Within these entries, which lines include the string "instance"? Copy each one.

Stored data entries
---+---

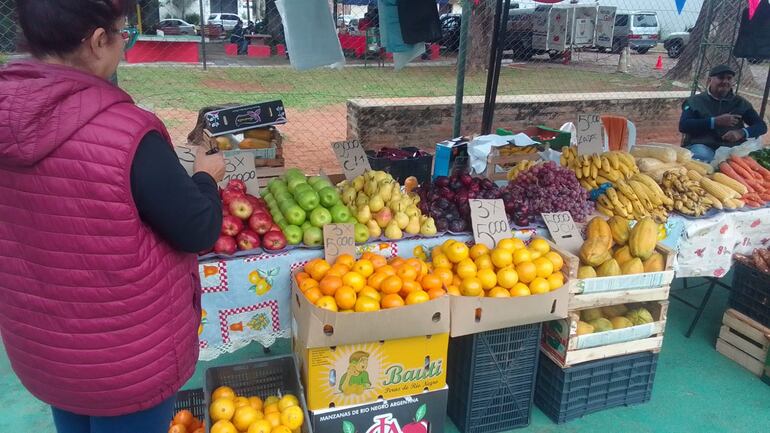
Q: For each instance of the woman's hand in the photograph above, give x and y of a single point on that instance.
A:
(214, 164)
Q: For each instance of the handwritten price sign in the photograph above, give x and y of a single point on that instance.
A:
(339, 239)
(352, 158)
(589, 134)
(563, 230)
(489, 221)
(240, 165)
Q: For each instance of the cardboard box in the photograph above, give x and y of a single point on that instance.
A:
(317, 327)
(471, 315)
(420, 413)
(451, 157)
(364, 372)
(561, 343)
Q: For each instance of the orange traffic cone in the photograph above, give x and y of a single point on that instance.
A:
(659, 64)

---+---

> _Answer to this problem_:
Q: For each instance of the woman's hand in the photograph above, give x and y of a single point on that instance.
Q: For each instance of the handwritten price sign in the photograph above, give x and y of a single point on that instance.
Q: For each instance of the cardboard box in the photograph above, give x and y of a single point on that instance.
Q: For each instance of the orange traffic cone in the photograph above, give x and y of a single point on that instance.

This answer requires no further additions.